WHAT THIS TASK INVOLVES -> Repeat the records below exactly, leaving out every picture.

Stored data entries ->
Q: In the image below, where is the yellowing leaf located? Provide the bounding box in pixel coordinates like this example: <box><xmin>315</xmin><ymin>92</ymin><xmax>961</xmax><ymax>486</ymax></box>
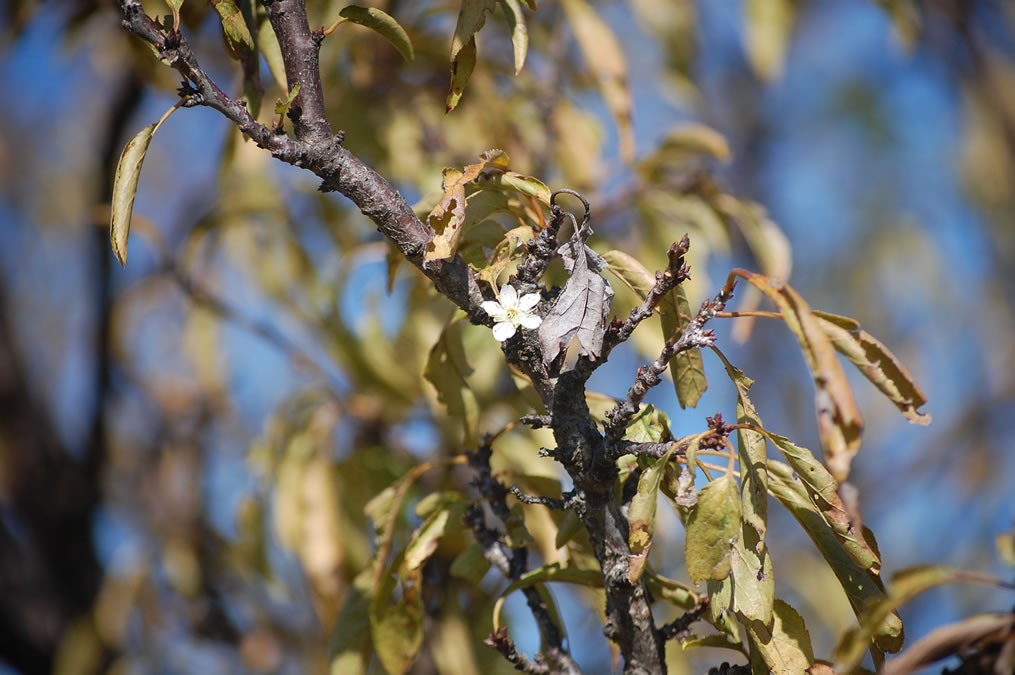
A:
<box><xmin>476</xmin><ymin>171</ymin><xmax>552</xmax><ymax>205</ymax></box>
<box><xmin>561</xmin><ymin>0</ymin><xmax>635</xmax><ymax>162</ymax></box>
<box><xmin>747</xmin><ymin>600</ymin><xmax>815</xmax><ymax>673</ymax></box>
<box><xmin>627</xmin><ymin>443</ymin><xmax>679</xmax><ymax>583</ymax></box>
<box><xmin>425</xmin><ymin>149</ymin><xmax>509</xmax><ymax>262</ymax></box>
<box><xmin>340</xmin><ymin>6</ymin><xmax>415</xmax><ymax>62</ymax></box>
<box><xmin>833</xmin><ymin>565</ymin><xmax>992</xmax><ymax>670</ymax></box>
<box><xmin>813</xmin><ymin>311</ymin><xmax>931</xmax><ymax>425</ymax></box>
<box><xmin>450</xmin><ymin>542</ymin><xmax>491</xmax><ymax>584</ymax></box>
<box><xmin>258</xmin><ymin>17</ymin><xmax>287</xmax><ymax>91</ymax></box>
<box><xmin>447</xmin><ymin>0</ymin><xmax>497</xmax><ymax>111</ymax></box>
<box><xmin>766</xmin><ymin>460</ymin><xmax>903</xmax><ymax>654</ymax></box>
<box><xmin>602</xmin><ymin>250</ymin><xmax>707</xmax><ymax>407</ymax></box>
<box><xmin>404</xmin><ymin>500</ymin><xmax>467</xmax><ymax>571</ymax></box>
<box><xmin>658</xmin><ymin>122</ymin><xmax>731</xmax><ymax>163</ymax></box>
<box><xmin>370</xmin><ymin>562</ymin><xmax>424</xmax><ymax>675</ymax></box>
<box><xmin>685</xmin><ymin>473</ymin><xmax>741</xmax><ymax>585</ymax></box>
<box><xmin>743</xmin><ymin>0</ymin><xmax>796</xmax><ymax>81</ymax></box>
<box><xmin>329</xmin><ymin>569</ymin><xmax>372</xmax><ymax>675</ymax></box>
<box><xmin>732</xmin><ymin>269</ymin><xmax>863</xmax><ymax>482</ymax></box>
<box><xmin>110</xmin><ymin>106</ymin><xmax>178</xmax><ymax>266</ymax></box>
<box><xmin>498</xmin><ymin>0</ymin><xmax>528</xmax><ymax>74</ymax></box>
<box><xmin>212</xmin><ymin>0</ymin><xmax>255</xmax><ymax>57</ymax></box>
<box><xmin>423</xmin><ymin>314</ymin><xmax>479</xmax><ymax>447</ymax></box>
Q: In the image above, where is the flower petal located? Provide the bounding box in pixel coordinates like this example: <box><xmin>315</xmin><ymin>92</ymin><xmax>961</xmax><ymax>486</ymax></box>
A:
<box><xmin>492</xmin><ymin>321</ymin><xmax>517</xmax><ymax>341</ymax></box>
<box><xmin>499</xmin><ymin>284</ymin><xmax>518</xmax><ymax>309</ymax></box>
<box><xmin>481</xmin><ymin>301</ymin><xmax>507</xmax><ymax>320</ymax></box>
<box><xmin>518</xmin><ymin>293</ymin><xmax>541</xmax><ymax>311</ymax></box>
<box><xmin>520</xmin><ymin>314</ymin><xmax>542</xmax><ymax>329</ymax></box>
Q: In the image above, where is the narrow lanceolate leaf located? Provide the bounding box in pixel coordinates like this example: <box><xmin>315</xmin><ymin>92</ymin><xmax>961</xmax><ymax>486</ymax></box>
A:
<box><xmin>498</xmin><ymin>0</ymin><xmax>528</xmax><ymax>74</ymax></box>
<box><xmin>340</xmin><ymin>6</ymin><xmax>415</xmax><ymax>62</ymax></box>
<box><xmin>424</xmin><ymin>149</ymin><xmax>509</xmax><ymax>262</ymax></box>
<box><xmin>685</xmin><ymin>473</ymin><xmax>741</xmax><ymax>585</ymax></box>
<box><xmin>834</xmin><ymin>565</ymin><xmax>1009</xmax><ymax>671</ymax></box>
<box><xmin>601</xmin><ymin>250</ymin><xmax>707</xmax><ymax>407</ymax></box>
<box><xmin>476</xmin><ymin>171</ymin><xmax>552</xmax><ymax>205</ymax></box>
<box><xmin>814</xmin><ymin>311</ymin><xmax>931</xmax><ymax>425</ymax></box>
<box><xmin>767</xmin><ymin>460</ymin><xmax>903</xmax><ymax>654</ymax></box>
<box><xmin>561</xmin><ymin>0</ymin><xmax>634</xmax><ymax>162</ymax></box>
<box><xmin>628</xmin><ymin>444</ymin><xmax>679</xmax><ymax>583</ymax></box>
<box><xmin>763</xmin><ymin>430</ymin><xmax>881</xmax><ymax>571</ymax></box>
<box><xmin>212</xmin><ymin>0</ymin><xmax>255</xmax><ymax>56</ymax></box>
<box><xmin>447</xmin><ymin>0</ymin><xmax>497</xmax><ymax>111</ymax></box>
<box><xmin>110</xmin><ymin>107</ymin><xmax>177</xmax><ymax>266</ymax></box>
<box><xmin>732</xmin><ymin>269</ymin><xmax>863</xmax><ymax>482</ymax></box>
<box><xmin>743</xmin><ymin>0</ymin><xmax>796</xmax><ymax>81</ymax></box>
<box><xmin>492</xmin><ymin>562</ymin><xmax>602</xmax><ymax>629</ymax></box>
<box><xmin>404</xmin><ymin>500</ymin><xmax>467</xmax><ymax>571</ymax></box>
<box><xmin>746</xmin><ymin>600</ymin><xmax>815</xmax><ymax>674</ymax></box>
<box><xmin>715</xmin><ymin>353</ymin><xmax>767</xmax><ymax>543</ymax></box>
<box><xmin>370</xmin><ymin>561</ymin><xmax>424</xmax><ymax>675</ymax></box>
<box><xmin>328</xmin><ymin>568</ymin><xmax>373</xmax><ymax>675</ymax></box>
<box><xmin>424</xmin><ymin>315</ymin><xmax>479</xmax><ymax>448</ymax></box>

TASK ANSWER ->
Q: In the image below, where is the yellowing leaf located? Provide the bounding box in pixel coordinates like this example: <box><xmin>315</xmin><ymin>92</ymin><xmax>961</xmax><ymax>486</ymax></box>
A:
<box><xmin>476</xmin><ymin>171</ymin><xmax>552</xmax><ymax>205</ymax></box>
<box><xmin>561</xmin><ymin>0</ymin><xmax>635</xmax><ymax>162</ymax></box>
<box><xmin>747</xmin><ymin>600</ymin><xmax>815</xmax><ymax>673</ymax></box>
<box><xmin>627</xmin><ymin>443</ymin><xmax>679</xmax><ymax>583</ymax></box>
<box><xmin>425</xmin><ymin>149</ymin><xmax>509</xmax><ymax>262</ymax></box>
<box><xmin>340</xmin><ymin>6</ymin><xmax>415</xmax><ymax>62</ymax></box>
<box><xmin>833</xmin><ymin>565</ymin><xmax>992</xmax><ymax>670</ymax></box>
<box><xmin>813</xmin><ymin>311</ymin><xmax>931</xmax><ymax>425</ymax></box>
<box><xmin>450</xmin><ymin>542</ymin><xmax>491</xmax><ymax>584</ymax></box>
<box><xmin>258</xmin><ymin>17</ymin><xmax>287</xmax><ymax>91</ymax></box>
<box><xmin>447</xmin><ymin>0</ymin><xmax>497</xmax><ymax>111</ymax></box>
<box><xmin>766</xmin><ymin>460</ymin><xmax>903</xmax><ymax>654</ymax></box>
<box><xmin>602</xmin><ymin>250</ymin><xmax>707</xmax><ymax>407</ymax></box>
<box><xmin>404</xmin><ymin>500</ymin><xmax>467</xmax><ymax>571</ymax></box>
<box><xmin>658</xmin><ymin>122</ymin><xmax>731</xmax><ymax>163</ymax></box>
<box><xmin>370</xmin><ymin>562</ymin><xmax>424</xmax><ymax>675</ymax></box>
<box><xmin>685</xmin><ymin>473</ymin><xmax>741</xmax><ymax>585</ymax></box>
<box><xmin>743</xmin><ymin>0</ymin><xmax>796</xmax><ymax>81</ymax></box>
<box><xmin>329</xmin><ymin>569</ymin><xmax>372</xmax><ymax>675</ymax></box>
<box><xmin>732</xmin><ymin>269</ymin><xmax>863</xmax><ymax>482</ymax></box>
<box><xmin>110</xmin><ymin>106</ymin><xmax>178</xmax><ymax>266</ymax></box>
<box><xmin>498</xmin><ymin>0</ymin><xmax>528</xmax><ymax>74</ymax></box>
<box><xmin>212</xmin><ymin>0</ymin><xmax>255</xmax><ymax>57</ymax></box>
<box><xmin>423</xmin><ymin>314</ymin><xmax>479</xmax><ymax>447</ymax></box>
Q: In the image above, where is the flower petal located? Provide the bounding box in pixel coordinates like this example: <box><xmin>315</xmin><ymin>92</ymin><xmax>961</xmax><ymax>486</ymax></box>
A:
<box><xmin>492</xmin><ymin>321</ymin><xmax>517</xmax><ymax>341</ymax></box>
<box><xmin>499</xmin><ymin>284</ymin><xmax>518</xmax><ymax>309</ymax></box>
<box><xmin>481</xmin><ymin>301</ymin><xmax>507</xmax><ymax>320</ymax></box>
<box><xmin>518</xmin><ymin>293</ymin><xmax>541</xmax><ymax>311</ymax></box>
<box><xmin>520</xmin><ymin>314</ymin><xmax>542</xmax><ymax>329</ymax></box>
Q: In the image above, where is the narrow lanceolate leaf located? Provide the bounding box in pixel coordinates like this example: <box><xmin>315</xmin><ymin>92</ymin><xmax>961</xmax><ymax>486</ymax></box>
A:
<box><xmin>498</xmin><ymin>0</ymin><xmax>528</xmax><ymax>74</ymax></box>
<box><xmin>340</xmin><ymin>6</ymin><xmax>415</xmax><ymax>62</ymax></box>
<box><xmin>424</xmin><ymin>149</ymin><xmax>509</xmax><ymax>262</ymax></box>
<box><xmin>685</xmin><ymin>473</ymin><xmax>741</xmax><ymax>585</ymax></box>
<box><xmin>834</xmin><ymin>565</ymin><xmax>1009</xmax><ymax>671</ymax></box>
<box><xmin>601</xmin><ymin>250</ymin><xmax>707</xmax><ymax>407</ymax></box>
<box><xmin>476</xmin><ymin>171</ymin><xmax>552</xmax><ymax>205</ymax></box>
<box><xmin>814</xmin><ymin>311</ymin><xmax>931</xmax><ymax>425</ymax></box>
<box><xmin>767</xmin><ymin>460</ymin><xmax>903</xmax><ymax>654</ymax></box>
<box><xmin>561</xmin><ymin>0</ymin><xmax>634</xmax><ymax>162</ymax></box>
<box><xmin>628</xmin><ymin>444</ymin><xmax>679</xmax><ymax>583</ymax></box>
<box><xmin>763</xmin><ymin>430</ymin><xmax>881</xmax><ymax>571</ymax></box>
<box><xmin>212</xmin><ymin>0</ymin><xmax>255</xmax><ymax>56</ymax></box>
<box><xmin>447</xmin><ymin>0</ymin><xmax>497</xmax><ymax>111</ymax></box>
<box><xmin>110</xmin><ymin>107</ymin><xmax>177</xmax><ymax>266</ymax></box>
<box><xmin>732</xmin><ymin>269</ymin><xmax>863</xmax><ymax>482</ymax></box>
<box><xmin>743</xmin><ymin>0</ymin><xmax>796</xmax><ymax>81</ymax></box>
<box><xmin>492</xmin><ymin>562</ymin><xmax>602</xmax><ymax>629</ymax></box>
<box><xmin>404</xmin><ymin>500</ymin><xmax>467</xmax><ymax>571</ymax></box>
<box><xmin>746</xmin><ymin>600</ymin><xmax>815</xmax><ymax>674</ymax></box>
<box><xmin>715</xmin><ymin>353</ymin><xmax>767</xmax><ymax>543</ymax></box>
<box><xmin>370</xmin><ymin>561</ymin><xmax>424</xmax><ymax>675</ymax></box>
<box><xmin>328</xmin><ymin>568</ymin><xmax>373</xmax><ymax>675</ymax></box>
<box><xmin>424</xmin><ymin>315</ymin><xmax>479</xmax><ymax>448</ymax></box>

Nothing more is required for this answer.